Required actions -
A – Answer these questions from the account of the Birth Rites Collection visit:
(i) Which department hosts the collection?
(ii) Who guided the class through the works?
(iii) What technique does Anna Casas Broda use to pull focus into the domestic life she documents?
B – Continue the account of the class visit to the Birth Rites Collection, starting after its final sentence.

Selected extract -
Birth Rites

Birth Rites

For the last week of our Feminist Art History class we met up for a private viewing of the Birth Rites Collection. The collection is hosted by the Department of Midwifery, part of the Florence Nightingale Faculty of Nursing, Midwifery & Palliative Care at King’s College London. Our guide was Hermione Wiltshire and she walked us through the works, history and the impact of such a collection.

We first viewed Kinderwunsch, a series of photography by Anna Casas Broda. Her photographs have a strong cinematic atmosphere, using a heavy vignette to pull our focus into the domestic life that she documents over the course of her two sons early childhood. The author says "Kinderwunsch constructs a narrative that approaches maternity as a setting of complex interactions, where my children’s identity is created and my profound transformations as a mother are explored."

I feel the author has communicated these ideas profoundly, by using her own space and her own body. There is an undeniable love and tenderness in her self-portraits a mother, but it comes with an unavoidable anguish, stress and weariness. While in some photos she is feeding, pacifying, nurturing her children, in others she is almost passive, resolved to become part of the furniture of their childhood. Her body is a landscape, a place her boys came from, a playground they are growing up on.

Given information -
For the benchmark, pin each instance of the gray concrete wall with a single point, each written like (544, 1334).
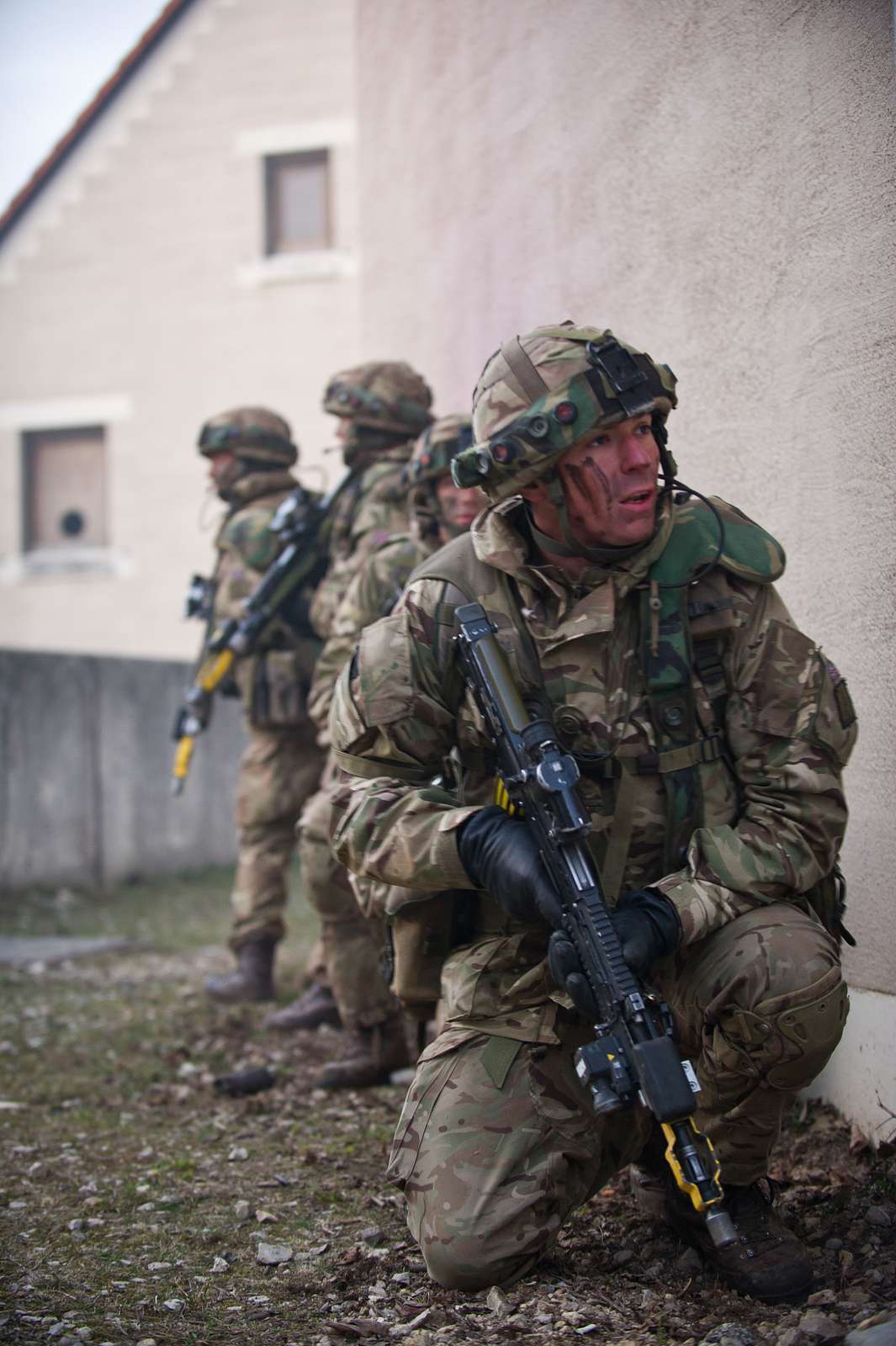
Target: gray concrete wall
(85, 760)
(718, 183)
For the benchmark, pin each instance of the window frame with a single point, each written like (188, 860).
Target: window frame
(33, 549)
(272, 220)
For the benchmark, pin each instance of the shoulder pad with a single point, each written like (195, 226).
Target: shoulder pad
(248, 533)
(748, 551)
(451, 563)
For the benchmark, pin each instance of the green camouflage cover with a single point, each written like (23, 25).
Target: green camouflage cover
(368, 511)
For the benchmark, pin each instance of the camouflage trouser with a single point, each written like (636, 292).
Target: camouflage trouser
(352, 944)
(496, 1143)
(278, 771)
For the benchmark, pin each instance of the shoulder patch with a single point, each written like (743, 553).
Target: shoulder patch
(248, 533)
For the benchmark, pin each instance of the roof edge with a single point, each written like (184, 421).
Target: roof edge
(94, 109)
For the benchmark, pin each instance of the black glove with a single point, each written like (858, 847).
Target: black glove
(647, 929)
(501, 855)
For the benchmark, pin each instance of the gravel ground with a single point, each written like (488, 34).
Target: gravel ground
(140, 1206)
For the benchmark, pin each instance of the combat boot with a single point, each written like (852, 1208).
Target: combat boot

Answers for the exercise -
A –
(i) The Department of Midwifery
(ii) Hermione Wiltshire
(iii) A heavy vignette

B –
Next we moved onto single pieces like "Islands of Blood and Longing" by Tabitha Moses, where the author used her own blood from a lost pregnancy to "map out" her grief. Another grief-stricken work was Bella Milroy's "Sharing the Gift from Elanor", where she revisited a family photograph taken when her newborn sister didn't make it through the birth.

"Ur-form" by Ping Qiu is a series of ceramic objects (vases?) playing with the traditional, ancient ceramic shapes and modern commentary by depicting reproductive organs all over the objects.

We were joined by the author herself for the next piece. Suzanne Holtom kindly joined us to speak about her experience that led to painting of "Contact". She has spent weeks shadowing an obstetrician in Manchester, where she was befriended by a mother in a difficult position where her baby was in the intensive care unit for months since birth.

She was touched by this woman's mothering in the middle of a stressful environment, often without physical ability to touch her baby. She said the mother would wipe the baby's incubator, as if cleaning her house, in an attempt of intimacy she was denied by the illness. In the rare moments of baby being held, popularly known as "contact", the painting arose in her mind.

I asked about the baby's body vanishing into the mother, with no clear edges between each, and the author confirmed it was to show the depth of such a contact after a prolonged distance between a mother and a newborn. The painting intentionally shows the monitors and all the tubes and cables surrounding this intimate moment, which are used to also show us there is another story developing right next to the mother and child.

Displayed right across from it, the neon light installation "A Conflict of Interest" by Lauren McLaughlin fittingly reflects onto the painting. It is programmed to flash in sequence between the words ‘mother’, ‘other’, ‘me’ and ‘her’.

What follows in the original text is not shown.